Work order A:
List every metric named in the capacity estimation table of the URL shortener design notes.
Work order B:
Pick up the URL shortener design notes after their last sentence and write the next part.

Source passage:
BEGIN
URL Shortener

A URL shortener trades a long URL for a short alias and a redirect. The system is read-heavy (many redirects per write), latency-sensitive (the user is waiting for the redirect to resolve), and deceptively simple. The interesting decisions are how to mint short keys (base62, hash, sequential ID), how to scale the redirect path (Redis cache, KV store), what to track per click (HyperLogLog for unique counts), and how to keep abuse off your domain (everyone tries to shorten phishing links through you).

Architecture

Capacity Estimation

Metric	Value	Notes
New URLs/day	~10 M	Bitly-scale
Redirects/day	~10 B	1000:1 read/write
Peak read QPS	~250 K	10× daily peak
Storage / 5 yr	~3 TB	500 B/row × 15 B URLs
Cache (20% hot)	~600 GB	memory across cluster
Key length	7 chars	62⁷ ≈ 3.5 T URLs
Redirect p99	< 20 ms	edge cache + DB

Key Generation: Base62 vs Hash vs Sequential

Base62 of an auto-increment ID — allocate ID from a counter (or pre-allocated batches via ZooKeeper / Redis), encode in [0-9a-zA-Z]. Pros: collision-free, compact, predictable length. Cons: enumerable (an attacker scrapes consecutive IDs); reveals creation order.
Hash of URL — SHA-256 truncated to 8 chars in base62. Pros: idempotent (same URL = same key, dedup for free). Cons: collisions at ~4 billion, requires collision handling.
END
Data provided:
BEGIN
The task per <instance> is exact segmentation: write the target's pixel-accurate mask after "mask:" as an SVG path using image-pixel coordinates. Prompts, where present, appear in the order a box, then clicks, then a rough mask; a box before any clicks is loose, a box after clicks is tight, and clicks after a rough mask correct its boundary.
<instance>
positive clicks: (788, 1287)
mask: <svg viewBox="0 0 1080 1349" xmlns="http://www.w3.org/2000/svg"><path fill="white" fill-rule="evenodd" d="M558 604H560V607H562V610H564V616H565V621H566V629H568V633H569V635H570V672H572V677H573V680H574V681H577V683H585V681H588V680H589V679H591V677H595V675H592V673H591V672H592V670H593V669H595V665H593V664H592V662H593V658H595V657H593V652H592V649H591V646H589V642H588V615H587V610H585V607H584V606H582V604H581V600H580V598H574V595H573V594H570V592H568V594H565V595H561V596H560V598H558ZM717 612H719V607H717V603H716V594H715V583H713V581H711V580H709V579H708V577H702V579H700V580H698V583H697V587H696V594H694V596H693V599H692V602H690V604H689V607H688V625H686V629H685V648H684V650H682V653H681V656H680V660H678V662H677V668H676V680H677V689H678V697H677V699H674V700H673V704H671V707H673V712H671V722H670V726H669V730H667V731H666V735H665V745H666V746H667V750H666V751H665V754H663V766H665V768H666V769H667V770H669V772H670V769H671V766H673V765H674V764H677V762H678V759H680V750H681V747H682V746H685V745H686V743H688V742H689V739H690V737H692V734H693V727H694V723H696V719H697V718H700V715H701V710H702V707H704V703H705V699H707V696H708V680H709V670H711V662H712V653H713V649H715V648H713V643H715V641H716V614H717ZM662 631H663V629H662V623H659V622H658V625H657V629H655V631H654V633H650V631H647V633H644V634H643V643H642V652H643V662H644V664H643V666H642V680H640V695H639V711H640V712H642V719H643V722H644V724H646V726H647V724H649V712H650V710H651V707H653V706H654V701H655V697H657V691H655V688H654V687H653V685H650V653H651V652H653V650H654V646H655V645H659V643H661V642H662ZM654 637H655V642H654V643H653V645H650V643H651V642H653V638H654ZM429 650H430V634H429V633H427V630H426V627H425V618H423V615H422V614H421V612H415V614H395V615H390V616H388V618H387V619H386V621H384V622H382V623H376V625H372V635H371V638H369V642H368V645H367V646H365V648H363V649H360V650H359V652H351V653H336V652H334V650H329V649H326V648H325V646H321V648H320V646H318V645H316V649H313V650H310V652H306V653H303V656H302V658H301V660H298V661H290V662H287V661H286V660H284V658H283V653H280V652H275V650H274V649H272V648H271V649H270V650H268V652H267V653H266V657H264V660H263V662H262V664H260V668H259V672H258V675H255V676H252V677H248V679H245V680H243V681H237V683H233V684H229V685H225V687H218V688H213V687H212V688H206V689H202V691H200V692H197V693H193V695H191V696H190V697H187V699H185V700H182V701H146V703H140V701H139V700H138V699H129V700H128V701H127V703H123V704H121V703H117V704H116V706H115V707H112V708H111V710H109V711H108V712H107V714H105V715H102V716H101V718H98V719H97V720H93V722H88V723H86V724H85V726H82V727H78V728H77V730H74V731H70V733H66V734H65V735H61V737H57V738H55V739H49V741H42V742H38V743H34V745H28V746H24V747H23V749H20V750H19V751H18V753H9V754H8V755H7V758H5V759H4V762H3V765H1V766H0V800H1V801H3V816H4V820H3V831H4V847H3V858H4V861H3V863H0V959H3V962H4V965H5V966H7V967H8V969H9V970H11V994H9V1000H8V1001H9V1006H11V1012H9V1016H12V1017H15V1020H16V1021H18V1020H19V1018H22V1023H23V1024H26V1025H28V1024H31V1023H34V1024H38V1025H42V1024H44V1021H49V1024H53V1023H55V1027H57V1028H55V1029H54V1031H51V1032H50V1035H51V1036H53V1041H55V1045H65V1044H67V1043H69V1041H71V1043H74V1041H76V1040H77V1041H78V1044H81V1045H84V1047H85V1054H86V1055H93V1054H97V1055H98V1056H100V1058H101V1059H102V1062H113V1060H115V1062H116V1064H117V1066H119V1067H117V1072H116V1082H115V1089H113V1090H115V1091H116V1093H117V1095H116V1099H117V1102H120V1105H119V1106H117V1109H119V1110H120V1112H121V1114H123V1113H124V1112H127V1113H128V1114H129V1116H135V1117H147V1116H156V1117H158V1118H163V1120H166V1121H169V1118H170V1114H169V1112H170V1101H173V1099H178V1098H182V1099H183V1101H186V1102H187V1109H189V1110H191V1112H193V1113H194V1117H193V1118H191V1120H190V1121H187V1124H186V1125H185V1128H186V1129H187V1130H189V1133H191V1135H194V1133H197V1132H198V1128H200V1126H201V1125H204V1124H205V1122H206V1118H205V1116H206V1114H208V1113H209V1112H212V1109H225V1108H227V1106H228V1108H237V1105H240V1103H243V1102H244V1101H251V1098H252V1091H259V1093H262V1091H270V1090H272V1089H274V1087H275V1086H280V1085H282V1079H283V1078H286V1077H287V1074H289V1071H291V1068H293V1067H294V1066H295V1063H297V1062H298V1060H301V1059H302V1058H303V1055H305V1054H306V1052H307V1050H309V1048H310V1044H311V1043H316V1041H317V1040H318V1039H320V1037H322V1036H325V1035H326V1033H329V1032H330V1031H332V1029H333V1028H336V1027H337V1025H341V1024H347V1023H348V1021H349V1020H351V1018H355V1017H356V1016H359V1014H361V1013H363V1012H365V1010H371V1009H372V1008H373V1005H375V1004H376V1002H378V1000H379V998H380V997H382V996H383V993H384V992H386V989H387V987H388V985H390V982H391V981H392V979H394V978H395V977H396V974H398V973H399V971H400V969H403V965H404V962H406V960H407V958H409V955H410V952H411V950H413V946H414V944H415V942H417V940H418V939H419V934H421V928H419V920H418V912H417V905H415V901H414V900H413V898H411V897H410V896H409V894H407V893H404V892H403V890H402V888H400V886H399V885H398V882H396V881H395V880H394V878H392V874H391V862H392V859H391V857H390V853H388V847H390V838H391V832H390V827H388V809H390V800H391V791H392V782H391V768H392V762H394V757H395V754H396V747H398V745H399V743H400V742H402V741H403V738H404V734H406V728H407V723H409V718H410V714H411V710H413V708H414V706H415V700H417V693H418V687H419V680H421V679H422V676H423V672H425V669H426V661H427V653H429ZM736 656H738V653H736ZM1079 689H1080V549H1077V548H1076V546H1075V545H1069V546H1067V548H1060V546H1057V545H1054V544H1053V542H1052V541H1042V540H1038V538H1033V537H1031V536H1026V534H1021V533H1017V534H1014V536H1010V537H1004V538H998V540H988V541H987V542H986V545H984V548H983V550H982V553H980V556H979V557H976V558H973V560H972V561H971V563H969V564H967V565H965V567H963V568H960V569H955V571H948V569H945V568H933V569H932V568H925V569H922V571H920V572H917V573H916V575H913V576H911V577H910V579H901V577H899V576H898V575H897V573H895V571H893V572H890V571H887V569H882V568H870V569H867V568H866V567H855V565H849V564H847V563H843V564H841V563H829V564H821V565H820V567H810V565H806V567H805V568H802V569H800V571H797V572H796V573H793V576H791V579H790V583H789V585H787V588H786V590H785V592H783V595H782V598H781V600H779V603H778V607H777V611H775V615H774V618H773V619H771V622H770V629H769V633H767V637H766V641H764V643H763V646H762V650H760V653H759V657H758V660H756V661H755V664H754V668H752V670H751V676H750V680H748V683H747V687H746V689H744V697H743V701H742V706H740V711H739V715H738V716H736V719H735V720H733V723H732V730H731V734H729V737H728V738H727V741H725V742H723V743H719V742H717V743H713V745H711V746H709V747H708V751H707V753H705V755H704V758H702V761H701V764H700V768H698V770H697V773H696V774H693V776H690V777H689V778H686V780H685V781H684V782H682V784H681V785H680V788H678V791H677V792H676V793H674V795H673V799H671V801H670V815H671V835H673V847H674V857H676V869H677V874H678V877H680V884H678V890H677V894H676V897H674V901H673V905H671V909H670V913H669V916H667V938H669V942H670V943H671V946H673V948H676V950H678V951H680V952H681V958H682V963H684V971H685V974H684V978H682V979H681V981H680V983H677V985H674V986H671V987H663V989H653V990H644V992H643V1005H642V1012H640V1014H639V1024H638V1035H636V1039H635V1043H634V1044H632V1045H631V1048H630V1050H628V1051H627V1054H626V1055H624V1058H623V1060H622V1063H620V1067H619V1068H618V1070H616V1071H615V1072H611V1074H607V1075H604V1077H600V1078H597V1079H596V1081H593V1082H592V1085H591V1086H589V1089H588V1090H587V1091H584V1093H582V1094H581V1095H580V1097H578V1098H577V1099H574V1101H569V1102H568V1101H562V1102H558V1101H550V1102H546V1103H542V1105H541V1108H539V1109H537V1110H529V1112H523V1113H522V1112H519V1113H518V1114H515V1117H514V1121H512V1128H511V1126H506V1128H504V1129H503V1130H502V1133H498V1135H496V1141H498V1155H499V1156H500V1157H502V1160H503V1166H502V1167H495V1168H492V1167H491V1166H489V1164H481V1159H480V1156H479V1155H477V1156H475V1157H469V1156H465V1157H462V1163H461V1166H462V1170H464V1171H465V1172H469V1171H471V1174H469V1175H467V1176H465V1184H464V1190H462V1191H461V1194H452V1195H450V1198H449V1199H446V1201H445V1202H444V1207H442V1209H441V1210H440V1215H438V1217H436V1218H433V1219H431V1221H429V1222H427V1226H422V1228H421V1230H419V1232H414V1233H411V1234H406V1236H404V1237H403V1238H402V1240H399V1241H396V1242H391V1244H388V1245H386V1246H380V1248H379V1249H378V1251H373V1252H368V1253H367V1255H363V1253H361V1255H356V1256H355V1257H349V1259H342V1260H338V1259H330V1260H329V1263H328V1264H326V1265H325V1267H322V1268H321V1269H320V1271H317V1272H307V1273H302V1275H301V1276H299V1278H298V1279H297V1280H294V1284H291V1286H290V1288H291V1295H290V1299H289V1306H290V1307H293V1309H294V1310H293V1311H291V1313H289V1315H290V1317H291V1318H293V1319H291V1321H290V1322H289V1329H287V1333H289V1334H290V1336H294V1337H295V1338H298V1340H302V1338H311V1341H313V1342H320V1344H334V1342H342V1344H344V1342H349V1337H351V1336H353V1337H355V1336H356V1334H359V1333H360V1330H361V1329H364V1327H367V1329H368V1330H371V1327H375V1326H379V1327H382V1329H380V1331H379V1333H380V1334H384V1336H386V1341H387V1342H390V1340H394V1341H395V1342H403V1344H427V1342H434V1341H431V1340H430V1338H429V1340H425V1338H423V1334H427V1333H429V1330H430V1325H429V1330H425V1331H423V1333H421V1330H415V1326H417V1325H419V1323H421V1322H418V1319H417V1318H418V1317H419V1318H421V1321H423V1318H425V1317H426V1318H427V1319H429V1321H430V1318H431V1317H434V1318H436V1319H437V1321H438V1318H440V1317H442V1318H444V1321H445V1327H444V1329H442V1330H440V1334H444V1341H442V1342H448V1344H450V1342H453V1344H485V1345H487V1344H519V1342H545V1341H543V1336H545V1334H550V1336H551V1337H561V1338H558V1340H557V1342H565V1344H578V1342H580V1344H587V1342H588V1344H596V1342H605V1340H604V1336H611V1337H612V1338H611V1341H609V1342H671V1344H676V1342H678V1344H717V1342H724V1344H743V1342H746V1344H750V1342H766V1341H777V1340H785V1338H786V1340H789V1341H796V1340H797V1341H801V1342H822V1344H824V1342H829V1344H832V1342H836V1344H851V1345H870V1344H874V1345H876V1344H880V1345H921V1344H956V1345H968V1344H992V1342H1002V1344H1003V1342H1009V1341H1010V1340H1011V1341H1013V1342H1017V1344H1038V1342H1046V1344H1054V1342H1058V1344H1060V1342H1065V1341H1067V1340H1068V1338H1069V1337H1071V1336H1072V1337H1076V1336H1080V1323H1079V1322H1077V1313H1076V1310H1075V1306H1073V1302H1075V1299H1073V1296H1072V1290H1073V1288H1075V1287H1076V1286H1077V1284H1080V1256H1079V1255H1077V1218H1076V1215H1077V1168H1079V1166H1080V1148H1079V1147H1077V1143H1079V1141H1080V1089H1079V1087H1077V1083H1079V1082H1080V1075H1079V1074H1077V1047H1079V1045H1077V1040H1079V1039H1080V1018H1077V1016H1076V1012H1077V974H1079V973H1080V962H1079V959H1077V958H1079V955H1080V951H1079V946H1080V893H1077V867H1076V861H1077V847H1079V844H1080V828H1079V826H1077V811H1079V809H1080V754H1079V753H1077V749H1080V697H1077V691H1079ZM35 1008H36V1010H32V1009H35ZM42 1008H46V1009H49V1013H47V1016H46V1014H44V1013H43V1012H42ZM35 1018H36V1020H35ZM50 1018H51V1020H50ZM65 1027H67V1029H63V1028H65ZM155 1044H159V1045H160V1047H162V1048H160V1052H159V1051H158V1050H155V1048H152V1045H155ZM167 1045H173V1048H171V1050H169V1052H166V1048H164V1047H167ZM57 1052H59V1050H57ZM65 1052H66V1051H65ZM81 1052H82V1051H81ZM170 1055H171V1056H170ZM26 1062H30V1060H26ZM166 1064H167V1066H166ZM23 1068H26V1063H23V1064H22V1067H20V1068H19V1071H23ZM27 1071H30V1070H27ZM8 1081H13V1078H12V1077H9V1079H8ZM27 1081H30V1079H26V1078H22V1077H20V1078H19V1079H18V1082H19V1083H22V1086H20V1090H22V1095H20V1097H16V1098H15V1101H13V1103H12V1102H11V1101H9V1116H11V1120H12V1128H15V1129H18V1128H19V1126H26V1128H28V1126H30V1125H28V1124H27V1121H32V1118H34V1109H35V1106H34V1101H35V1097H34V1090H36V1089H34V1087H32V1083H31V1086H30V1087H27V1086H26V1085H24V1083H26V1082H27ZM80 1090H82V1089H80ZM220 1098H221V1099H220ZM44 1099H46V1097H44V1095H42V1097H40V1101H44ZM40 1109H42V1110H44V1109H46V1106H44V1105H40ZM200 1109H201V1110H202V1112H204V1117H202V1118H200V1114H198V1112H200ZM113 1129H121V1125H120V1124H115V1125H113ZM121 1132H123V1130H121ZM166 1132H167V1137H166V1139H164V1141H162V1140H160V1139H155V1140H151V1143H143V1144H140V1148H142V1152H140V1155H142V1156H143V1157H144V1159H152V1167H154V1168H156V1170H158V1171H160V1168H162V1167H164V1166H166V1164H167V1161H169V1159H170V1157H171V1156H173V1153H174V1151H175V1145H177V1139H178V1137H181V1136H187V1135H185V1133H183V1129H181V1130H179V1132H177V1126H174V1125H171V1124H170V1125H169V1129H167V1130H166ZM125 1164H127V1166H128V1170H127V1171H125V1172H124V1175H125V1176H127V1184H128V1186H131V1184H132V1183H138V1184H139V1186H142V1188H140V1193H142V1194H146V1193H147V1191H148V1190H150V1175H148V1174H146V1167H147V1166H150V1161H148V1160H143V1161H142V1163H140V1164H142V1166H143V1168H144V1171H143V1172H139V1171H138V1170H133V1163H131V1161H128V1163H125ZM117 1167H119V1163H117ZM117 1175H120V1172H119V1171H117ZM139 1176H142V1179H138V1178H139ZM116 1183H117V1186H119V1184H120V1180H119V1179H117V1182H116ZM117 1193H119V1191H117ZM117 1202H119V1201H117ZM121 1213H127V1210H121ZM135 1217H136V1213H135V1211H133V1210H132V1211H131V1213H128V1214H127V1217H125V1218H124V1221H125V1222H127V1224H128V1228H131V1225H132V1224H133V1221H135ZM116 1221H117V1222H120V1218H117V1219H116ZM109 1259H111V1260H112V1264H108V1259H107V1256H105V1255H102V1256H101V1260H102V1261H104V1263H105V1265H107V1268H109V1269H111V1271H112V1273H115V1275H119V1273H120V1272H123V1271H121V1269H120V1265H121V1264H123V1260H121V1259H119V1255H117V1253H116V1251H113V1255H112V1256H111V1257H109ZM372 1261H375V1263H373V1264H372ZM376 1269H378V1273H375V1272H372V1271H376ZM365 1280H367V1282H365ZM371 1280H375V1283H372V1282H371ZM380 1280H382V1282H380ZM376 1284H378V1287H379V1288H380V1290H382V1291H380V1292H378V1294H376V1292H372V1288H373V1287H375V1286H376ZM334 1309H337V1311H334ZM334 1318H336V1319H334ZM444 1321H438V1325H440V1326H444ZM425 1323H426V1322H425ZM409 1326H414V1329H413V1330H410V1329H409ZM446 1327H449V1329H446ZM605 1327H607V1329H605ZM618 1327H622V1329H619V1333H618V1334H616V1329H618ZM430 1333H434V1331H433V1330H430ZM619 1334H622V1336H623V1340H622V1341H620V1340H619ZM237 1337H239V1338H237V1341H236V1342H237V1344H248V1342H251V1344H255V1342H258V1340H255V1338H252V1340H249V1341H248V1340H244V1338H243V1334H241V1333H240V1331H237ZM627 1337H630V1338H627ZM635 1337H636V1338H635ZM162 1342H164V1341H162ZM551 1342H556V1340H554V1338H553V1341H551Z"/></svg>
END
Output A:
New URLs/day
Redirects/day
Peak read QPS
Storage / 5 yr
Cache (20% hot)
Key length
Redirect p99

Output B:
Random key — generate random 7-char base62 string; SETNX in DB; retry on collision. Pros: not enumerable, no central counter. Cons: at high write rate, collision probability grows; must handle collision retry.
Snowflake-style — (timestamp || machine || sequence), encoded base62. Combines random-ish with monotonic; works for distributed allocation without coordination.

Bitly uses base62 of a sequential ID with allocation via a coordination service. Sentinel hash dedup is added on the application side: same target URL by same user returns the same short. Different users hashing the same URL get different shorts (so each user sees their own analytics).

Storage and Cache Layer

Working set is the small fraction of URLs that are actively trafficked. For redirects:

Redis as L1: keyed by short, value = long_url. ~200 GB cluster covers the hot 20% of all-time URLs. ~1 ms reads.
DynamoDB / Cassandra as the durable store: partition key = short, attributes long_url, created_at, owner, expires_at. KV access pattern is the dominant query.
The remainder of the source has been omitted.